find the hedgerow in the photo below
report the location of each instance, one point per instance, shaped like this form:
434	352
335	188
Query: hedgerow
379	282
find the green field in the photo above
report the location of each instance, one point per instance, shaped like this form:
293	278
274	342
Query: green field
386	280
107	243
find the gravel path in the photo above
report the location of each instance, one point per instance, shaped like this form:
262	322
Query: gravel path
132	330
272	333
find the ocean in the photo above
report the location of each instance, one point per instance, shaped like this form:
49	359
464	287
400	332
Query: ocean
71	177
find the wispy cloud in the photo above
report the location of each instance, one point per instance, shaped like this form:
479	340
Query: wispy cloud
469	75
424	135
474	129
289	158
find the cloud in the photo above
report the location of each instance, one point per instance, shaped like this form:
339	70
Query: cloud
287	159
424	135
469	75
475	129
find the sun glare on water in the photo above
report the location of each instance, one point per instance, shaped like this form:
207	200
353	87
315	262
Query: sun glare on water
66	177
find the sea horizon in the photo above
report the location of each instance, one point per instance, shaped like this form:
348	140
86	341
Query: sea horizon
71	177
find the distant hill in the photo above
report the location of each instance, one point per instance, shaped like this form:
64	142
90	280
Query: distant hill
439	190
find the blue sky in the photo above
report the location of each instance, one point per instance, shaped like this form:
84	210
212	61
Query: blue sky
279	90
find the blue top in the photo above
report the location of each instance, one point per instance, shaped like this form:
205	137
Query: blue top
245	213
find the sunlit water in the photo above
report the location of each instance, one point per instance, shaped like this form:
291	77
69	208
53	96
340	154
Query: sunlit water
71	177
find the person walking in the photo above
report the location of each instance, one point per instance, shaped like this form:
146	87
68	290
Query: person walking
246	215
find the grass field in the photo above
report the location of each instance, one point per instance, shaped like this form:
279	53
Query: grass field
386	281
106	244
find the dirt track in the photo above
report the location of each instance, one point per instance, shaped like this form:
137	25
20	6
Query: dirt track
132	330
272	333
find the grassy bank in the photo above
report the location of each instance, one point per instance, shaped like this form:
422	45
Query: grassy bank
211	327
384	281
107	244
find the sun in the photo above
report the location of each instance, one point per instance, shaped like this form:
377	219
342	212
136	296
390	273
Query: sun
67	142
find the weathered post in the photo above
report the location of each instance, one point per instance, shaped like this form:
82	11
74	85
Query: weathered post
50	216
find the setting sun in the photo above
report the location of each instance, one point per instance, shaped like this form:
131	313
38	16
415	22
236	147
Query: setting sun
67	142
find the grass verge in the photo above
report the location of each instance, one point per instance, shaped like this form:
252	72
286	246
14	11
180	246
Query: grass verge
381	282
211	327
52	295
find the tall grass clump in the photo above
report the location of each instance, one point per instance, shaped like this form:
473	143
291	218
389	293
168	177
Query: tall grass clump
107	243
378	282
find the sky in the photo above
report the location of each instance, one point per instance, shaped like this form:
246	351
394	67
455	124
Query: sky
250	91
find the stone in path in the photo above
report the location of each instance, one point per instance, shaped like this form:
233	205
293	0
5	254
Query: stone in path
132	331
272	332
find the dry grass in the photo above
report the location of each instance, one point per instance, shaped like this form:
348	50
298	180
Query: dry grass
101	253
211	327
# # # # #
- **WHAT IS BEING ASKED**
Repeat all the lines above, keeping them exactly as they are.

- **OUTPUT OF THE TASK**
find the hedgerow in the photo below
report the location of each instance, one point per instance, shaped like this form:
434	352
335	188
Query: hedgerow
379	282
find the green field in the photo above
report the location of each instance, one point per instance, shaped like this form:
293	278
274	342
Query: green field
386	280
107	243
find the gravel path in the photo above
report the location of each instance, one point per instance, shaped like this form:
262	322
Query: gravel path
132	330
272	333
find the ocean in the photo above
report the location of each instance, one point per instance, shaped like this form:
49	359
464	287
400	332
Query: ocean
71	177
find the wispy cloud in the photo above
report the location of each instance, one point per instance, shaped like this form:
479	340
Query: wispy cloud
469	75
424	135
474	129
289	158
find the cloud in the photo above
report the location of each instance, one point per instance, shaped like this form:
339	70
Query: cloud
287	159
424	135
469	75
475	129
find the sun glare on water in the photo above
report the location of each instance, one point per instance, shaped like this form:
207	200
353	87
315	262
Query: sun glare on water
66	177
find the sea horizon in the photo above
report the location of each instance, one point per instance, shaped like this form:
348	140
86	341
Query: sea horizon
71	177
find the distant hill in the photo above
report the location of each instance, one point per instance, shaped like this form:
64	142
90	280
Query: distant hill
439	190
find the blue sky in the photo above
report the location of each instance, one point per instance, shaped like this form:
84	210
212	61
Query: blue sky
279	90
find the blue top in the photo above
report the location of each instance, one point per instance, shaped like this form:
205	137
Query: blue top
245	213
find the sunlit water in the photo above
report the location of each instance, one point per instance, shaped like this form:
291	77
69	208
53	96
340	154
Query: sunlit water
71	177
find the person walking in the photo above
report the location of each instance, one point per instance, shaped like this form:
146	87
68	290
Query: person walking
246	215
find the grass field in the photo above
report the location of each instance, one point per instance, shaped like this form:
279	53
Query: grass field
386	281
106	244
find the dirt track in the photo above
report the location of each instance, one point per instance, shaped like this form:
137	25
20	6
Query: dirt track
132	330
272	333
find the grassy bank in the photo above
report the location of each instance, one point per instance, shaped like this form:
422	45
Query: grassy bank
211	327
384	281
107	244
find the sun in the photo above
report the location of each instance, one point per instance, shaped like this form:
377	219
342	212
136	296
390	273
Query: sun
67	142
find the weathered post in the photo above
report the location of each instance, one point per instance, shaped like this form:
82	11
74	85
Query: weathered post
50	216
find the setting sun in the photo above
report the location of each instance, one point per instance, shaped like this form:
131	313
38	16
415	22
236	147
Query: setting sun
67	142
find the grass verge in the photo above
report the location of each instance, one point per instance, shaped like this form:
252	72
286	246
14	11
180	246
Query: grass verge
381	282
211	327
52	295
find the tall grass clump in the photo above
report the location of each instance, one point per instance, shaped like this form:
473	143
291	218
389	293
168	177
Query: tall grass clump
107	243
378	282
find the sky in the photo above
report the location of each instance, one point per instance, shaped like this form:
246	351
394	67
455	124
Query: sky
250	91
find the stone in path in the photo above
report the location of each instance, one point per instance, shaped like this form:
233	205
293	0
5	254
Query: stone in path
132	331
272	332
find the dry grass in the photo above
report the location of each instance, one point per instance, shaped like this form:
348	50
298	180
Query: dry grass
101	253
211	327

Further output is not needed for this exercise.